• Exercise objective:
Each record below needs to be reproduced precisely, though not its pictures.
▼
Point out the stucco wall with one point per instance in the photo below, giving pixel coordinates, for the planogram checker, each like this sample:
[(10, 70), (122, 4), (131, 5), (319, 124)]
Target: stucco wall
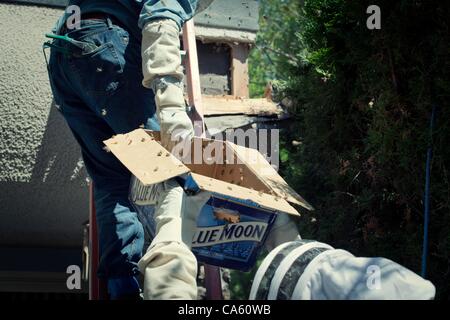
[(43, 188), (43, 191)]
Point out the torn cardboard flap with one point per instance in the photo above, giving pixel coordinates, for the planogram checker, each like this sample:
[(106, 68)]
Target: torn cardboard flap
[(145, 158), (230, 190), (268, 175), (245, 175)]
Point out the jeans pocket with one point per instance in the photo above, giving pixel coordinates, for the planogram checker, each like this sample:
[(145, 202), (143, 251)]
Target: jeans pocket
▲
• Solution to this exercise:
Point out the stucco wall with one point per instance in the photo below, giving pixel coordinates, for the planogram checker, each like this sample:
[(10, 70), (122, 4), (131, 5), (319, 124)]
Target: stucco wall
[(43, 188), (43, 191)]
Point out the torn cardboard flap with one point per instance in the photo above, giving pixel coordinates, for the planogram checker, each like this sample:
[(106, 68)]
Target: torn cardboard flap
[(145, 158), (230, 190), (268, 175), (245, 175)]
Point out the jeans pocket with one point per instance in the photo above, giving pixel coordinates, for the planogram checker, each like this sample:
[(145, 202), (143, 251)]
Target: jeans pocket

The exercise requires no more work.